* _SELECTED PASSAGE_
NOTES ON STATISTICS, PROBABILITY and MATHEMATICS


Lie Group and Lie Algebra for \(SL(2, \mathbb C)\)

From here.

The group is a set

\[SL(2,\mathbb C) =\left\{\begin{bmatrix}a & b \\ c & d\end{bmatrix} \in \mathbb C^4 \mid ad - bc = 1 \right\}\]

with the group operation of matrix multiplication.

This set has a topological space related to \(\mathbb C.\)

To check that it is also a topological manifold we need to build charts:

\[\mathcal U =\left\{\begin{bmatrix}a & b \\ c & d\end{bmatrix} \in SL(2, \mathbb C) \mid a \neq 0 \right\}\]

so that the chart map \(x\)

\[x: \mathcal U \to \mathbb C^3\]

because there are only \(3\) degrees of freedom, since the determinant has to be \(1.\)

This is defined as

\[x\left( \begin{bmatrix}a & b \\ c & d\end{bmatrix}\right)=(a,b,c)\]

with the inverse being

\[x^{-1}(a, b, c) = \begin{bmatrix}a & b \\ c & \frac{1 + bc}{a}\end{bmatrix}\]

both are continuous, forming a homeomorphism.

Another chart can be

\[\mathcal V =\left\{\begin{bmatrix}a & b \\ c & d\end{bmatrix} \in SL(2, \mathbb C) \mid d \neq 0 \right\}\]

with

\[y\left( \begin{bmatrix}a & b \\ c & d\end{bmatrix}\right)=(b,c,d)\]

and

\[y^{-1}(b, c, d) = \begin{bmatrix}\frac{1 + bc}{d} & b \\ c & d\end{bmatrix}\]

The next step is to check the chart compatibility.

The charts constitute an atlas \(\mathcal A,\) which together forms a differentiable manifold.

* _SET PROBLEM_
Copy the Lie group notes from "with the group" to "to be \(1.\)", replacing "degrees of freedom" with "free parameters".

[Point annotation dataset records]
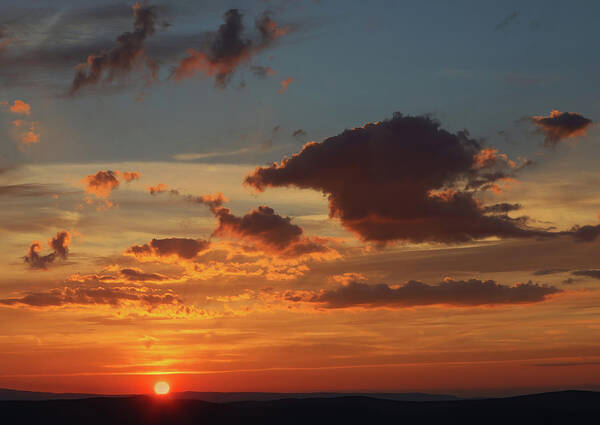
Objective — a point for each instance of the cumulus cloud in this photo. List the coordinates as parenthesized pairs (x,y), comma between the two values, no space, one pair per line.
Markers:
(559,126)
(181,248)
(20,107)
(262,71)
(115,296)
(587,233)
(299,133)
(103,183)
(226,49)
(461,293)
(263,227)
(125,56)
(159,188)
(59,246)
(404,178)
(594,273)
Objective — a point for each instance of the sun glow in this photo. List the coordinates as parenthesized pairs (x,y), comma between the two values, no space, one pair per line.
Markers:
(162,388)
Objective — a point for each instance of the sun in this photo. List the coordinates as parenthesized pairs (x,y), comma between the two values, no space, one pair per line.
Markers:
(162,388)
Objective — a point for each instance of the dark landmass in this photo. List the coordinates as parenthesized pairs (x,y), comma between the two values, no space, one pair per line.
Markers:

* _RESULT_
with the group operation of matrix multiplication.

This set has a topological space related to \(\mathbb C.\)

To check that it is also a topological manifold we need to build charts:

\[\mathcal U =\left\{\begin{bmatrix}a & b \\ c & d\end{bmatrix} \in SL(2, \mathbb C) \mid a \neq 0 \right\}\]

so that the chart map \(x\)

\[x: \mathcal U \to \mathbb C^3\]

because there are only \(3\) free parameters, since the determinant has to be \(1.\)